Supplied passage =>
----
Mesh: Reduce memory consumption when calculating corner normals

Similar to previous commits, avoid using pointers that are redundant to their corresponding index. Also avoid storing the edge vectors stack in the data-per-loop when it can just be a function argument. Face corner normals are calculated when auto smooth or custom per-corner normals are used. This brings the per-face-corner data from 64 to 24 bytes, as measured by `sizeof`. In a large test file I observed a 20% performance improvement, from 285 to 239 ms.
Referenced by commit 9fcfba4aae, Mesh: Reduce memory corner normals memory usage and simplify threading
2022-12-11 22:47:46 -06:00 · 2022-12-11 22:47:46 -06:00 · 9e9ebcdd72 · 2023-04-27 14:51:19 +02:00
parent f06d7c98db
commit 9e9ebcdd72
1 changed files with 16 additions and 29 deletions
--- a/source/blender/blenkernel/intern/mesh_normals.cc
+++ b/source/blender/blenkernel/intern/mesh_normals.cc
@ -27,6 +27,7 @@
 #include "BLI_stack.h"
 #include "BLI_task.h"
 #include "BLI_task.hh"
+#include "BLI_timeit.hh"
 #include "BLI_utildefines.h"

 #include "BKE_customdata.h"
----
Problem details =>
Repeat the portion of the commit page starting with "Similar to previous" and going on through "285 to 239 ms.". The data placed after the commit page is separate material and has no connection to it.

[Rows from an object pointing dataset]
----
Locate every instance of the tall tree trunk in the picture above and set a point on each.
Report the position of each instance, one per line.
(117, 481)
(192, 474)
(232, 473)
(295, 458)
----
Response =>
Similar to previous commits, avoid using pointers that are redundant to their corresponding index. Also avoid storing the edge vectors stack in the data-per-loop when it can just be a function argument. Face corner normals are calculated when auto smooth or custom per-corner normals are used. This brings the per-face-corner data from 64 to 24 bytes, as measured by `sizeof`. In a large test file I observed a 20% performance improvement, from 285 to 239 ms.